Required task:
Return each line in the entries below that contains the string "tree". Matching is case-sensitive.

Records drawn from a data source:
== == ==

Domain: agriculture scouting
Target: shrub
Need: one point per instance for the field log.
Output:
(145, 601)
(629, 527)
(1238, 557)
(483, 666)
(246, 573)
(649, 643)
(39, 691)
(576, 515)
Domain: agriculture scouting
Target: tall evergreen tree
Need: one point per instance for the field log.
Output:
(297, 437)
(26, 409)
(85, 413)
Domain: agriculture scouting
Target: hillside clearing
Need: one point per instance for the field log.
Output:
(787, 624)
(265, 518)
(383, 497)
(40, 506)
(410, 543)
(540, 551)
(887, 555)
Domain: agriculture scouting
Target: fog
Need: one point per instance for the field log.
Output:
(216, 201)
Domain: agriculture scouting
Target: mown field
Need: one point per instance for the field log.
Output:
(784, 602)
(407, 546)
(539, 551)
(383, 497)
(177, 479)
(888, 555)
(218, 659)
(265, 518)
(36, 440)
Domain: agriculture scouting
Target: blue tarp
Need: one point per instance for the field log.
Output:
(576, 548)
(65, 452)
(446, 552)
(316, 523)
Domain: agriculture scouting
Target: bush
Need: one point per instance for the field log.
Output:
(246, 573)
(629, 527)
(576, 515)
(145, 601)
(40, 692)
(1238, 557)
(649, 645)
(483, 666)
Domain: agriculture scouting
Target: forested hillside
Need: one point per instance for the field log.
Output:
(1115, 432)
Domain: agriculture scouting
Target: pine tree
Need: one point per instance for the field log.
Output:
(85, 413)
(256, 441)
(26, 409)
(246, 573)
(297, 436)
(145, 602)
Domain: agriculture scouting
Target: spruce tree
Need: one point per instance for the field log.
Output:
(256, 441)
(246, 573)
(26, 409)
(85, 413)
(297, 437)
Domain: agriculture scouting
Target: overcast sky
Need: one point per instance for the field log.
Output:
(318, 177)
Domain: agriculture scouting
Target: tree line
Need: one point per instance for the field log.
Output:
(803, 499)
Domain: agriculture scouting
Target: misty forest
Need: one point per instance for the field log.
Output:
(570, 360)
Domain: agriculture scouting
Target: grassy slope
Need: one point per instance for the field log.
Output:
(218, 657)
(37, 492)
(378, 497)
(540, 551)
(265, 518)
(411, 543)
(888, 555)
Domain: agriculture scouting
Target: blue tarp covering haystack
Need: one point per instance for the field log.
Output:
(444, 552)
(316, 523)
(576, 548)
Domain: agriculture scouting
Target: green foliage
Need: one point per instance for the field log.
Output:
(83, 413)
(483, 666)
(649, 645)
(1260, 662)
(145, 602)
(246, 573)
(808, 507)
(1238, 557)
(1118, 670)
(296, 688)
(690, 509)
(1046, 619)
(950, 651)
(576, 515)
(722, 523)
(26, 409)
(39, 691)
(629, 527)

== == ==

Correct answer:
Target: tall evergreen tree
Target: pine tree
Target: spruce tree
Target: tree line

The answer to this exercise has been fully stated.